#### GIVEN PASSAGE:
((

The Notre Dame speech set off a firestorm of protest against the university’s president, the Rev. John I. Jenkins, for inviting him. Many of Obama’s supporters wondered why he would venture into the lion’s den, given his “pro-choice” abortion views. But both Jenkins and Obama understand the stakes as being much higher than the abortion debate.
In that speech, Obama sought to soften the abortion divide, vowing “to honor the conscience of those who disagree with abortion”. The key to understanding his real motive, though, is in seeing how deeply he plumbed the depths of the Christian faith. Said the president:
"In short, we must find a way to live together as one human family.
Unfortunately, finding that common ground – recognising that our fates are tied up, as Dr. King said, in a 'single garment of destiny' – is not easy. Part of the problem, of course, lies in the imperfections of man – our selfishness, our pride, our stubbornness, our acquisitiveness, our insecurities, our egos; all the cruelties large and small that those of us in the Christian tradition understand to be rooted in original sin."
These comments make it obvious how tying capitalism to the Christian faith presents a profound and fatal contradiction for Religious Rightists, such as Mark Levin and Paul Johnson. Our selfishness (the pursuit of one’s own individual happiness), our pride (confidence in one’s own moral worth and ability to achieve one’s goals), our stubbornness (consistent adherence to one’s own judgement and principles), our acquisitiveness (one’s quest for knowledge), our egos (one’s self-esteem, or the confidence in one’s own mind and its ability to cope with existence), are all of the “cruelties” that flourish when people are left free under capitalism.
Those “cruelties”, which are actually among man’s highest virtues and are the antidote to “our insecurities”, are incompatible with finding “a way to live together as one human family”…i.e., world collectivism. In an obvious, implied reference to the Christian antipathy to wealth and to the Sermon on the Mount, Obama attacks “immediate self-interest and crass materialism”. “The strong too often dominate the weak”, he said, “and too many of those with wealth and with power find all manner of justification for their own privilege in the face of poverty and injustice.”

))

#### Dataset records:

((

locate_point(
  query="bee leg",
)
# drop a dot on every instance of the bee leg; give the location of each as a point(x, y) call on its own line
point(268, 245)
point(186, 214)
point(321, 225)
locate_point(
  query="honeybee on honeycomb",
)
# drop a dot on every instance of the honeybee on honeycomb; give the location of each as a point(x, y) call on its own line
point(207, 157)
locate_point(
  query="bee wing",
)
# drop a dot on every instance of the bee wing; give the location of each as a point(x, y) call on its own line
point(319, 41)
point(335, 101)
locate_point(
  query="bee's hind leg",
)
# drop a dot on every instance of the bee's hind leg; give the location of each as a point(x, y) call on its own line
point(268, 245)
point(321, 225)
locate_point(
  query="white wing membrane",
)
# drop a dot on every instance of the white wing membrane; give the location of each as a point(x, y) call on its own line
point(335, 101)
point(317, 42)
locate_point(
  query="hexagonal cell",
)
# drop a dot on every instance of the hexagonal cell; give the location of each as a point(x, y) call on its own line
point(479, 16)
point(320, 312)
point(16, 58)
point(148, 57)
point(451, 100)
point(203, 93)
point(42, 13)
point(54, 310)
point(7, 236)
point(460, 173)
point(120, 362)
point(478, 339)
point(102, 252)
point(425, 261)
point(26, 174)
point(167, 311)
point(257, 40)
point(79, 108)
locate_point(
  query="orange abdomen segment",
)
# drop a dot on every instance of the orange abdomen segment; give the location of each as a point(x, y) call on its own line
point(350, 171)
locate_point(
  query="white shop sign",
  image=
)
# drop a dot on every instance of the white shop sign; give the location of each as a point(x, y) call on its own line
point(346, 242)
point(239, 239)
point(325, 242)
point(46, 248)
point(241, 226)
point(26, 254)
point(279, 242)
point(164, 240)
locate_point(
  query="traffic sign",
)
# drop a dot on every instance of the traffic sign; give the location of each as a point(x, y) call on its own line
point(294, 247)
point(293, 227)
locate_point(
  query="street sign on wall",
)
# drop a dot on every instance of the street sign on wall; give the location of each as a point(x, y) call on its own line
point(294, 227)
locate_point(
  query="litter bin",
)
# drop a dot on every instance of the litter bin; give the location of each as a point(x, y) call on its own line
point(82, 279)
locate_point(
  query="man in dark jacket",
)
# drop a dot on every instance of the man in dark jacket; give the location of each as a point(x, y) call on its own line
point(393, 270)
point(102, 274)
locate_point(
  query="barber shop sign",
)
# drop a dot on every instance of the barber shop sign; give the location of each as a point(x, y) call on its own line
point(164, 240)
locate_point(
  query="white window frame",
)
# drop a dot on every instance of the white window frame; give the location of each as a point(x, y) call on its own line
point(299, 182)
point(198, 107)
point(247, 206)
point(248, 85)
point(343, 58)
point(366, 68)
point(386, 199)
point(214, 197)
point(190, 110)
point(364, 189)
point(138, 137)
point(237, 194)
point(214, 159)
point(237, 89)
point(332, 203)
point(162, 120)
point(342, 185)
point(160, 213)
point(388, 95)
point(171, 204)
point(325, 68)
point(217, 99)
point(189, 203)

))

#### TO DO:
1. In the passage on Obama's Notre Dame speech, do these statements agree with the text? (a) The Rev. John I. Jenkins was the university's president. (b) Obama promised to honor the conscience of people who disagree with abortion. (c) The phrase "single garment of destiny" is credited to Jenkins. Answer yes or no for each and quote the words that decide it.
2. The passage on Obama's Notre Dame speech quotes him naming the imperfections of man. List every imperfection in that list.
3. Pick up the passage on Obama's Notre Dame speech after its final sentence and keep writing it.

#### RESPONSES PER TASK:
1.
(a) Yes: "the university’s president, the Rev. John I. Jenkins"
(b) Yes: "vowing “to honor the conscience of those who disagree with abortion”"
(c) No: "as Dr. King said, in a 'single garment of destiny'"

2.
- selfishness
- pride
- stubbornness
- acquisitiveness
- insecurities
- egos

3.
It is not capitalism, the only system that protects the individual rights of all people, that the “weak” have to fear. “Individual rights are the means of subordinating society to moral law”, eliminating the forcible domination of anyone over anyone. Indeed, it is the so-called “rich and powerful” who are vulnerable under capitalism…to the allegedly “weak” members of the economic “underclass” who are simultaneously protected and freed to rise as far as their ambition, talent, ingenuity, and intelligence will carry them. The regulations, controls, and taxes of an overbearing “mixed (or worse) economy” government tends to entrench the established “rich and powerful” moneyed and corporate interests. The upward mobility of a truly free, capitalist society that enables entrepreneurial upstarts to constantly challenge the economic leaders is stifled…in a regulated economy…by the smothering blanket of politically-connected industry leaders. But it is not capitalism, the great liberator of the “weak”, that is Obama’s driving passion.
Notice his equation of wealth with “power”, without defining the nature of that power. It is not political power – the power of physical force – that he is condemning. It is the “power” of production...i.e., earning one’s own wealth by providing to others values they are voluntarily willing to purchase through trade.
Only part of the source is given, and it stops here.